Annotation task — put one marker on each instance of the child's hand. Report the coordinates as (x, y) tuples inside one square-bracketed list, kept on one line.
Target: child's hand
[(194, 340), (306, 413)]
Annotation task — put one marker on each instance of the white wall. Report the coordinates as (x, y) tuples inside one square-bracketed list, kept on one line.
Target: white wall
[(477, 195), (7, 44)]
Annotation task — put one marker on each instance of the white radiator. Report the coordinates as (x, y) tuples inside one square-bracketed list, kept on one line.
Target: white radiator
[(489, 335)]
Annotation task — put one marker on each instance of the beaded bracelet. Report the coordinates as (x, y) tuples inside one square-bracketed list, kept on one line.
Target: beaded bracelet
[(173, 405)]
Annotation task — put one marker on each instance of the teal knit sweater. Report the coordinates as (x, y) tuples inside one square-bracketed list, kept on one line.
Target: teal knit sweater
::::::
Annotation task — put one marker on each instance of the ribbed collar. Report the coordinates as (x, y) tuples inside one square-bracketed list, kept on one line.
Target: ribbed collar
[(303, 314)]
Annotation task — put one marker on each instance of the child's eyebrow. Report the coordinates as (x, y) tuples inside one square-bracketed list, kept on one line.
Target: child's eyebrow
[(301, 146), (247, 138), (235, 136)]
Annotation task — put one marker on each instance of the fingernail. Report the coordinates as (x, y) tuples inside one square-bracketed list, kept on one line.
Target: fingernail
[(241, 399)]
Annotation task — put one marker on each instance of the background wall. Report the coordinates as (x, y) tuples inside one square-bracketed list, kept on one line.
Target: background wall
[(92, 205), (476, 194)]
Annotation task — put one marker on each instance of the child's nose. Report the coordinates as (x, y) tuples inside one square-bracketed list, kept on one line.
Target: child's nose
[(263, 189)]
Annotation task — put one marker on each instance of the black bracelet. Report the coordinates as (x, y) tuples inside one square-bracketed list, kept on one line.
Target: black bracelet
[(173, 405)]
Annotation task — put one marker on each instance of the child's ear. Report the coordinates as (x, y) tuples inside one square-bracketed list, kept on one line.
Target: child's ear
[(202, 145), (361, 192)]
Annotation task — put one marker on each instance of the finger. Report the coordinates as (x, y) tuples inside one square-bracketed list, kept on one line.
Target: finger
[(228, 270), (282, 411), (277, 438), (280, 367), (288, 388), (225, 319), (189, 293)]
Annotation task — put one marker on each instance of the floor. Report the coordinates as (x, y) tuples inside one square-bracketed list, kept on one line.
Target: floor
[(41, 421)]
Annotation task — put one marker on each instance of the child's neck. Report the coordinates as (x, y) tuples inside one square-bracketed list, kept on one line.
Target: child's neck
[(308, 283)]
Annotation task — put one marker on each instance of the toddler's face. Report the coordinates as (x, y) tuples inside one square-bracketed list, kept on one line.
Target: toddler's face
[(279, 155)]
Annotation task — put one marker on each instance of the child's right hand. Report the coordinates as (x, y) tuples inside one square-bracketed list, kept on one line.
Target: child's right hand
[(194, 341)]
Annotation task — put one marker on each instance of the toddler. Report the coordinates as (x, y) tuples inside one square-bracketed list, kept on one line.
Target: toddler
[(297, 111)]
::::::
Stated goal:
Reproduce the material starting with the line that contains "of the fingernail." and going on through the line that contains "[(41, 421)]", both lines included, requests as well. Multiply every coordinate in the answers by 2.05 and round each to the nearest whole number, with halves rounded up.

Finished answer:
Annotation task — put one marker on each instance of the fingernail. Report the coordinates as (x, y) tuples inside one square-bracketed list, kept on one line.
Target: fingernail
[(494, 818)]
Annotation task — put one marker on each instance of the background wall. Report the coordinates as (x, y) tuples inside one square-bracketed list, kept on one line.
Target: background wall
[(189, 420), (976, 398)]
Annotation task — put one marker on each instance of the child's nose. Report the coordinates as (x, y) tuples inside one square-bracketed list, kept on one line.
Target: child's nose
[(539, 387)]
Annotation task — put one marker on each instance of the black bracelet. Report the coordinates as (x, y) tuples inside one square-bracketed list, kept on one line.
Target: black bracelet
[(355, 830)]
Annotation task — put one marker on each instance of the child's ear. Report the coordinates as (x, y) tuples inside one square-bracketed list, kept on one line.
Target: child's ear
[(414, 297), (740, 394)]
Annotation task — put one marker on each instance of the finger. Report the coordinates as (x, y) tuples inside one square-bracketed list, kept on one line.
Target: finger
[(467, 554), (578, 843), (568, 898), (574, 752), (590, 795), (461, 654), (387, 601)]
Annotation task — put one marker on each instance of the floor. Report the coordinates as (x, y) tuples inside one square-bracketed list, kept on one line.
Target: floor
[(84, 863)]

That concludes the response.